For me, this is one of the key differentiators and the reason why I’d choose one over the others.  The Hokas have great cushioning, but my foot sits deep in the shoe.  The result is a rubbing on the side of my ankle that caused me to cut a notch out of the shoe (noticeable in the picture above).  Also, for me the shoes are a bit too narrow and for longer distances, as my foot swells, it rubs.  This is the hurdle, for me, where these shoes fall.  Raw skin and blisters should not be a part of any activity you love to do.  I will speak of them no more

The Lunas have their own special rubbing points, but I’ve found if I wear toe socks for really long runs, I have no issues at all.  The contact of the strap between the toes can be alleviated either that way or with a lubricant like Body Glide (NFI) and the buckle on the top of the foot can be dealt with the same way.  The heel strap rubbing is eliminated (in my opinion) with the addition of a tech strap, or additional straps as shown in the picture.  Once that is sorted, they are a lot of fun to run in.  Sockful or sockless, running on the road or on trail is comfortable and oddly freeing.  No worries about running through water or mud, it all just runs through.  I do get the occasional rock, but no more than wearing shoes without gaiters, and it is considerably easier to get rid of them than completely untying the shoes. Also, after a couple of runs, they mold to the shape of your foot, which makes them feel great.

++++++

* _Challenge 1_
In the running shoe review, what does the writer wear on really long runs to have no issues with the Lunas rubbing?
* _Challenge 2_
Resume the running shoe review after its last sentence, writing one more paragraph in the same voice.

Entries for locating named things

++++++

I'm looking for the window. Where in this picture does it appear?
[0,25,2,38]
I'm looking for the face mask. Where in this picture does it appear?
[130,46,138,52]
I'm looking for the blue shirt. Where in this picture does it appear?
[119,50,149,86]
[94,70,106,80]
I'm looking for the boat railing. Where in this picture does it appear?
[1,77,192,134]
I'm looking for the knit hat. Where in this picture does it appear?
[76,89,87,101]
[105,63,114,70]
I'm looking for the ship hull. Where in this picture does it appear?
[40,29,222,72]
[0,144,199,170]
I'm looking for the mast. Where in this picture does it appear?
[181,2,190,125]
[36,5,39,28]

++++++

* _Written reply 1_
Toe socks.

* _Written reply 2_
The Altras, in my opinion, fixed a lot of issues I had with the Hokas.  Just as padded (in my opinion) on the bottom, MUCH wider toebox (although I haven’t run an ultra in them yet, so no idea on rubbing) and the collar around the ankle is a lot lower, so there shouldn’t be any rubbing there.  The few runs I’ve taken them on have been a lot of fun and the zen-like tread pattern works well on loose dirt/gravel.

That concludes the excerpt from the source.